(SET PROBLEM 1) Find each line in the entries below that contains the word "calm", matching case, and copy those lines.

(DOCUMENT SECTION)
-- start --

What I learned in Kaggle course - intermediate machine learning

3 minute read

After completing Lesson 2 in the Intermediate Machine Learning course on Kaggle, I categorized my learning journey into six problems.

Problem 1: Handling Missing Values in Input Data

What did I learn?:

  1. Drop the columns with missing values
    • Cons: This can lead to loss of valuable information and potential bias.
  2. Impute with mean value or other existing common value
    • Cons: It may not always be clear which value to impute.
  3. Add an additional column to indicate imputation

Tips:

Problem 2:

How to represent categorical values? i.e. Male/Female, Colors

What did I learn?:

There are also three ways to handle categorial data.

  1. Just drop it if the value is not that important.
    • Cons: This can lead to loss of valuable information and potential bias.
  2. Ordinal Encoding: Use unique integers to represent different categorical values.
    • Cons: The categorical values should have inherent ranking or order, such as frequency never, sometimes, always.
  3. One-Hot Encoding: Create additional columns for each unique categorical values. The values in the new columns will only be 0(present) or 1(not present).

-- end --

(SET PROBLEM 2) Repeat the whole Kaggle course write-up above, word for word.

(Point-based annotation data)
-- start --

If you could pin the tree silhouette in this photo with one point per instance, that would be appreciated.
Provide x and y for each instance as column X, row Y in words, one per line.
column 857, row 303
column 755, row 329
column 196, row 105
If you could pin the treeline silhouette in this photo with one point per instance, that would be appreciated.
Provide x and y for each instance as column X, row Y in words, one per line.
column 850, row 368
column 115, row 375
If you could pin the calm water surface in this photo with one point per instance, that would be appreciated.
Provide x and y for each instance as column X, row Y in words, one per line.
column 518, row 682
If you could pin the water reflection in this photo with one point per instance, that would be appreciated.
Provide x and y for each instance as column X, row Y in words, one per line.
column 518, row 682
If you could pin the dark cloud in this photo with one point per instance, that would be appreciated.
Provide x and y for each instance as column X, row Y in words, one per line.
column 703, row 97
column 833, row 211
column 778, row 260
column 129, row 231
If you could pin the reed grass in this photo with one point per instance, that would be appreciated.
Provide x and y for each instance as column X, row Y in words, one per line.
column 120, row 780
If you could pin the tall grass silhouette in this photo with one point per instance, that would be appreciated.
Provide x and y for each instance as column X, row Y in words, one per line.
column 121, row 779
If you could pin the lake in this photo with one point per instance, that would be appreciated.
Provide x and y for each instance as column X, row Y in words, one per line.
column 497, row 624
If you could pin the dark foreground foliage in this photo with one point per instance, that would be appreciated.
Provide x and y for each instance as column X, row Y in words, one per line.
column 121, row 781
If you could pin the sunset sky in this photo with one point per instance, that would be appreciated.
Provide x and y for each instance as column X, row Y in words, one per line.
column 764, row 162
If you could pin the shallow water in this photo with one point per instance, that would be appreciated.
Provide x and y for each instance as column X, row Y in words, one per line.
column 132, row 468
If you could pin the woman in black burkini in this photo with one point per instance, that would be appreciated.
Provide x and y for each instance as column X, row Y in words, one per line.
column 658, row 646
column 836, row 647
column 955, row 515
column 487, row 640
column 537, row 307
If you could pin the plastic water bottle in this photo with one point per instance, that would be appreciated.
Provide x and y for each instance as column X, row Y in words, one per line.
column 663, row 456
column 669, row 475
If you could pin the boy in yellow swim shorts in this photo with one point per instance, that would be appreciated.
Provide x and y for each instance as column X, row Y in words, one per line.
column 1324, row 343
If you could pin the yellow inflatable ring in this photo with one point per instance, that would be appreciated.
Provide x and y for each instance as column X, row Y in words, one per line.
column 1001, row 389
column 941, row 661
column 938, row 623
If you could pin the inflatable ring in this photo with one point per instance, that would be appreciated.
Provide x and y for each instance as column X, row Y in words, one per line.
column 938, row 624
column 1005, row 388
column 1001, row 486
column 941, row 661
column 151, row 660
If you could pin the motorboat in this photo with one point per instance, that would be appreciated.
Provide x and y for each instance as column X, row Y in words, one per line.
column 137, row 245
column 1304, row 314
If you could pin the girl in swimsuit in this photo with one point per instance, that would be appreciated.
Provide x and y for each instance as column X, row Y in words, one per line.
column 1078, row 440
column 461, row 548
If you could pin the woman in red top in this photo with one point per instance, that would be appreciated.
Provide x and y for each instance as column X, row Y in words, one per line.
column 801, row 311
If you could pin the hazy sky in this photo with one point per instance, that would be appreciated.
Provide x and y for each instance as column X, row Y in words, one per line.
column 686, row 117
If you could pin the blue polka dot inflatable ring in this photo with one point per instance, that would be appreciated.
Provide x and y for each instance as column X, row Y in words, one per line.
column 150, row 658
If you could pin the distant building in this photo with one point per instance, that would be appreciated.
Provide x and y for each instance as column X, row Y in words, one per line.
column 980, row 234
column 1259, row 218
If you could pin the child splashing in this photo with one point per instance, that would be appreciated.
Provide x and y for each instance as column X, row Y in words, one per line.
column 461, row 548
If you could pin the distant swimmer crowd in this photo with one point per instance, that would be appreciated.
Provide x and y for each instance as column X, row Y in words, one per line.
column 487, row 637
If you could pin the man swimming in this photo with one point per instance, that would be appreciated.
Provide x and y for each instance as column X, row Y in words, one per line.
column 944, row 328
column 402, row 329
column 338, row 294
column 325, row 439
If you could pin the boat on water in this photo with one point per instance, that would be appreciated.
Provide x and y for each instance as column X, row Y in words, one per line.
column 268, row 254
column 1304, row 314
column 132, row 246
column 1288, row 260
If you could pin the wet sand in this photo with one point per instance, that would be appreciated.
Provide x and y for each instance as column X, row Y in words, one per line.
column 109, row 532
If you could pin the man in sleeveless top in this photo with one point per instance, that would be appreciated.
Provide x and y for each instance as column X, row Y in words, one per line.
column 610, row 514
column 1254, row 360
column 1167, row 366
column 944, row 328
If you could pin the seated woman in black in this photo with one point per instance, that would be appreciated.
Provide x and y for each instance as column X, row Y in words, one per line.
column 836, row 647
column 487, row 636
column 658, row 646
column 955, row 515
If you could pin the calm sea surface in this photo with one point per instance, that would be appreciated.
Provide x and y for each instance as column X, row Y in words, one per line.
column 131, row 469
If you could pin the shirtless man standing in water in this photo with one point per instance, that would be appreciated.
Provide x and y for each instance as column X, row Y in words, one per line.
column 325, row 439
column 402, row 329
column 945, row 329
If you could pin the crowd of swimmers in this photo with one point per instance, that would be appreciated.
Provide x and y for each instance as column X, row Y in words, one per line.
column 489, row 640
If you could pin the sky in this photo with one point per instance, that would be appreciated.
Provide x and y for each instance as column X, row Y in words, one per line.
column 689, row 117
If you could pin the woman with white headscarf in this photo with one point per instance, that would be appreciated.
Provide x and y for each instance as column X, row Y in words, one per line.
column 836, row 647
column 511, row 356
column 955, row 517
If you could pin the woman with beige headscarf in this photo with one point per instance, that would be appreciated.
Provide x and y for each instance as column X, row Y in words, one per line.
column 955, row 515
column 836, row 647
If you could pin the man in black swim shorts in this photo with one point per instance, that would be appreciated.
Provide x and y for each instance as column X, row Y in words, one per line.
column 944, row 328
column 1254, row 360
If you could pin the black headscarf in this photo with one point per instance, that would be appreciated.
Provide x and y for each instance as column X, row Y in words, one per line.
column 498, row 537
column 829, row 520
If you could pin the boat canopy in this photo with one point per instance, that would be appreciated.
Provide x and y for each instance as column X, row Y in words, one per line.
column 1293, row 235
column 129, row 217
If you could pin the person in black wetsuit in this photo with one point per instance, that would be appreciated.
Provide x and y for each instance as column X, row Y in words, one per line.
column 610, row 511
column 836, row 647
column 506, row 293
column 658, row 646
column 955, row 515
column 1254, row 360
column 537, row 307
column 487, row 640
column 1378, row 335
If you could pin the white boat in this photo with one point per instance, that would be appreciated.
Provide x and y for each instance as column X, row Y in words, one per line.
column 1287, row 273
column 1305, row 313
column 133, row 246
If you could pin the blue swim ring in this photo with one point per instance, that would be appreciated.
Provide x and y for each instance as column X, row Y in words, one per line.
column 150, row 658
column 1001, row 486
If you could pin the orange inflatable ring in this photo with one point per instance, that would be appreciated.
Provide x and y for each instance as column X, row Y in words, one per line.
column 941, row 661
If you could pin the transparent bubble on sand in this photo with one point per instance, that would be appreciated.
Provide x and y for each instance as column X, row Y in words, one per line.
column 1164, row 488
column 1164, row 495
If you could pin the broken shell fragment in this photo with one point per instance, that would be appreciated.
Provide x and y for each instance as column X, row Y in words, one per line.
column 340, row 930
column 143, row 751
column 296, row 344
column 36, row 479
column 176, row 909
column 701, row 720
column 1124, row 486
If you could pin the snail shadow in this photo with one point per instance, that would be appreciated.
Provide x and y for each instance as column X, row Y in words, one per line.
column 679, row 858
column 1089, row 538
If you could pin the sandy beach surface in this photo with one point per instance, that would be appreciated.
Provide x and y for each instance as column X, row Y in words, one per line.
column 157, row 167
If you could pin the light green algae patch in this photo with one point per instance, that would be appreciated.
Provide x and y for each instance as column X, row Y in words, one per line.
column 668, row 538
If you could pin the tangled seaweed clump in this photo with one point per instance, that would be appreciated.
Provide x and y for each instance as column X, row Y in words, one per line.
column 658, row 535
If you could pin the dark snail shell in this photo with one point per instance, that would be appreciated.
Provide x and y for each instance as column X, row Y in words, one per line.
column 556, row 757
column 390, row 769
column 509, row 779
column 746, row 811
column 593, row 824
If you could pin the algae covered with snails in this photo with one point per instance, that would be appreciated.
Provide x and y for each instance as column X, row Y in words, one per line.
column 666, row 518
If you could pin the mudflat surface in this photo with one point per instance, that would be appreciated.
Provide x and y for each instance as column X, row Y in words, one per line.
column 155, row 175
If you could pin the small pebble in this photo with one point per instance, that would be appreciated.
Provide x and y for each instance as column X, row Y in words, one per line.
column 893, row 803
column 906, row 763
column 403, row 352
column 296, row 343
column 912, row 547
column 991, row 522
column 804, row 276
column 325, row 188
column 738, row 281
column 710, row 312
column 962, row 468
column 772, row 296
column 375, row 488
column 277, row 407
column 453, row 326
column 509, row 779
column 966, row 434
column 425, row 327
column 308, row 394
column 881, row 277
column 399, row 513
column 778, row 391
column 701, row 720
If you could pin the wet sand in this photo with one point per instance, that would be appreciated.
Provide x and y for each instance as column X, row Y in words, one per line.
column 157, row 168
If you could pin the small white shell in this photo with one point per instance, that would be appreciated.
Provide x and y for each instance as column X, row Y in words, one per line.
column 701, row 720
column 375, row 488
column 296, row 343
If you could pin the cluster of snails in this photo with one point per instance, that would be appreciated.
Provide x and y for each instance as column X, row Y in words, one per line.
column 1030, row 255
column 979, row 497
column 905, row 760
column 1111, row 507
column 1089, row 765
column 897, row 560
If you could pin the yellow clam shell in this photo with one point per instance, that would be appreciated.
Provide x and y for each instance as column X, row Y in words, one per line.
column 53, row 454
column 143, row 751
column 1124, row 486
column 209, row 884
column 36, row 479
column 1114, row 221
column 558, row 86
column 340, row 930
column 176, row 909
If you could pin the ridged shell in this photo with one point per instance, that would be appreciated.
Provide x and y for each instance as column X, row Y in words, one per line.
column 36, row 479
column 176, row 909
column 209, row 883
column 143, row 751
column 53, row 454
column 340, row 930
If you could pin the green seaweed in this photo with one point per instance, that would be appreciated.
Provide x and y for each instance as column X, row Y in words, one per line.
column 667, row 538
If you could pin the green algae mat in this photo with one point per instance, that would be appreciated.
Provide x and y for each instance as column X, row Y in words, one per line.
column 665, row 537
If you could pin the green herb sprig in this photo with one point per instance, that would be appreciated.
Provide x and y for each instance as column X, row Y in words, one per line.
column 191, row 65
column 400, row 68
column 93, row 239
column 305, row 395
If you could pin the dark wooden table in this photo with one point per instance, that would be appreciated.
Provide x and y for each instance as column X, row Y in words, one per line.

-- end --

(EXERCISE SOLUTION 1)
If you could pin the calm water surface in this photo with one point per instance, that would be appreciated.
If you could pin the calm sea surface in this photo with one point per instance, that would be appreciated.

(EXERCISE SOLUTION 2)
What I learned in Kaggle course - intermediate machine learning

3 minute read

After completing Lesson 2 in the Intermediate Machine Learning course on Kaggle, I categorized my learning journey into six problems.

Problem 1: Handling Missing Values in Input Data

What did I learn?:

  1. Drop the columns with missing values
    • Cons: This can lead to loss of valuable information and potential bias.
  2. Impute with mean value or other existing common value
    • Cons: It may not always be clear which value to impute.
  3. Add an additional column to indicate imputation

Tips:

Problem 2:

How to represent categorical values? i.e. Male/Female, Colors

What did I learn?:

There are also three ways to handle categorial data.

  1. Just drop it if the value is not that important.
    • Cons: This can lead to loss of valuable information and potential bias.
  2. Ordinal Encoding: Use unique integers to represent different categorical values.
    • Cons: The categorical values should have inherent ranking or order, such as frequency never, sometimes, always.
  3. One-Hot Encoding: Create additional columns for each unique categorical values. The values in the new columns will only be 0(present) or 1(not present).